### Extract
○ ○ ○ ○ ○
Shares in Shire Pharmaceuticals have fallen 10% after its best-selling drug was withdrawn from sale in Canada amid reports linking it to 20 sudden deaths.
Most of Adderall XR's sales come from the US market
Regulators said data showed 14 children and six adults had died after taking the usual recommended doses of hyperactivity treatment Adderall XR.
Shire said it disagreed with the findings and remained confident in the safety and effectiveness of the drug.
The Hampshire-based firm is the UK's third largest pharmaceutical company.
Most sales of Adderall XR come from the US.
In 2003 the drug, which is only available in North America, accounted for $474m (£255m) in sales, about half of Shire's total turnover.
Health Canada said none of the deaths involving people using Adderall XR were in the country, neither were 12 reports of strokes linked to the drug.
The US Food and Drug Administration (FDA) reviewed the same data as Health Canada last year, which resulted in a warning being added to the drug's labelling.
Shire said it was looking at changing the labelling in Canada to stress Adderall XR should not be used by children or adults with heart problems.
"The labelling updating with Health Canada was part of Shire's regular ongoing process of revising the product label with information gathered during the lifetime of the drug," it said in a statement.
Shares in Shire closed down 10.05% at 593.5 pence.
Drug regulators across the world are taking a tough stance on safety after a number of high-profile cases.
In September, Merck withdrew its Vioxx painkiller after clinical tests showed it raised the risk of heart attacks.
Analysts, however, do not think the Canadian decision will have a long-term impact on Shire.
"Unless there is something lurking in the data that the FDA hasn't seen then it is unlikely to lead to a withdrawal in the US, which would be a massive blow to them," said Dr Jonathan Senior, of Evolution Securities.
○ ○ ○ ○ ○
Reproduce the part of the Shire article that begins with the words "Shares in Shire Pharmaceuticals" and stops after "to the drug.", word for word.

### Exercise data
○ ○ ○ ○ ○
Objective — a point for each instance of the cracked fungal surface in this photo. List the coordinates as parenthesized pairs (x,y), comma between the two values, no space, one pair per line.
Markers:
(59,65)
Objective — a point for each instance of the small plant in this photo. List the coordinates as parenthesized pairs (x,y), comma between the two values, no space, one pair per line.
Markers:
○ ○ ○ ○ ○
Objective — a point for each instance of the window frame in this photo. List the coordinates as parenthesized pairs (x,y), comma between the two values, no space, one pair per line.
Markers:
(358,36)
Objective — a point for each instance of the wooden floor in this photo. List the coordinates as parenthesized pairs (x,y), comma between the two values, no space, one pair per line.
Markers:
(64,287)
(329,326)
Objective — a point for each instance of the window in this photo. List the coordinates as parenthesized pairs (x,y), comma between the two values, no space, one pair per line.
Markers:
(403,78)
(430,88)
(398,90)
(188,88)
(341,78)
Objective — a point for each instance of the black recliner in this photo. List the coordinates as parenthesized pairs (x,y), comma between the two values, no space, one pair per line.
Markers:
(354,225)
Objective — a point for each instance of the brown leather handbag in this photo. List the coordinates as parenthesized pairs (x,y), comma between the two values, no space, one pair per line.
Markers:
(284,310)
○ ○ ○ ○ ○
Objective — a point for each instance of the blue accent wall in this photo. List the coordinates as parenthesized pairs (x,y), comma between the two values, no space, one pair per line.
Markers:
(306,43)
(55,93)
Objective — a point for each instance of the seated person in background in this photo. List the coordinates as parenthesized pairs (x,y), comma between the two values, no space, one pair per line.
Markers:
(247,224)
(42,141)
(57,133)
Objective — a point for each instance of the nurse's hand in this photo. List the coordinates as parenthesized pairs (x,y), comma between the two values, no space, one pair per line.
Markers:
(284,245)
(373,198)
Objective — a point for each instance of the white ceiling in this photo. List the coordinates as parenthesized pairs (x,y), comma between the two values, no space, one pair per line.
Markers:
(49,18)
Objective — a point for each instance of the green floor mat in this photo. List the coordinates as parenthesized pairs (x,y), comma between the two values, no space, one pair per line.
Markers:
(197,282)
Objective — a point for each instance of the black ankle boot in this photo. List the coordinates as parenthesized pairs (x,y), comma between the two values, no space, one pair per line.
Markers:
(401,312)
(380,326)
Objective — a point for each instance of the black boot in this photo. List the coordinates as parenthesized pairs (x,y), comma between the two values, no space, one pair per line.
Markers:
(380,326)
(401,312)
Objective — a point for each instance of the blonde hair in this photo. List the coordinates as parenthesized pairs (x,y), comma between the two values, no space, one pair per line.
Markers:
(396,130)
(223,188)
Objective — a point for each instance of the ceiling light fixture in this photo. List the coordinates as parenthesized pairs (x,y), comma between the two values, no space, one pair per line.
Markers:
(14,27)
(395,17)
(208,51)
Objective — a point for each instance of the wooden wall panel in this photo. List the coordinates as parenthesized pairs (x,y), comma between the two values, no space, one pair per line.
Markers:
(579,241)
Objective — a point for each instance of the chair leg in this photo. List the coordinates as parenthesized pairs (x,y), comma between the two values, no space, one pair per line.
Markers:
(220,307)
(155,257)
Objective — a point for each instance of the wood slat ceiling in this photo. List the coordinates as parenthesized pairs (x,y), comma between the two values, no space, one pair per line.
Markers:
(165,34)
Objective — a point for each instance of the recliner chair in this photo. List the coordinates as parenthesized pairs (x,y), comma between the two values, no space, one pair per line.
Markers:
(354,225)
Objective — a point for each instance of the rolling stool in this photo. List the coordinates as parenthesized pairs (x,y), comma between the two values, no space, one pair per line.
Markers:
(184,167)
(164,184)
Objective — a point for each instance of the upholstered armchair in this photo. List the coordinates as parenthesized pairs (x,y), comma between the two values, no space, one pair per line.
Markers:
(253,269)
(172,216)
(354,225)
○ ○ ○ ○ ○
### Exercise result
Shares in Shire Pharmaceuticals have fallen 10% after its best-selling drug was withdrawn from sale in Canada amid reports linking it to 20 sudden deaths.
Most of Adderall XR's sales come from the US market
Regulators said data showed 14 children and six adults had died after taking the usual recommended doses of hyperactivity treatment Adderall XR.
Shire said it disagreed with the findings and remained confident in the safety and effectiveness of the drug.
The Hampshire-based firm is the UK's third largest pharmaceutical company.
Most sales of Adderall XR come from the US.
In 2003 the drug, which is only available in North America, accounted for $474m (£255m) in sales, about half of Shire's total turnover.
Health Canada said none of the deaths involving people using Adderall XR were in the country, neither were 12 reports of strokes linked to the drug.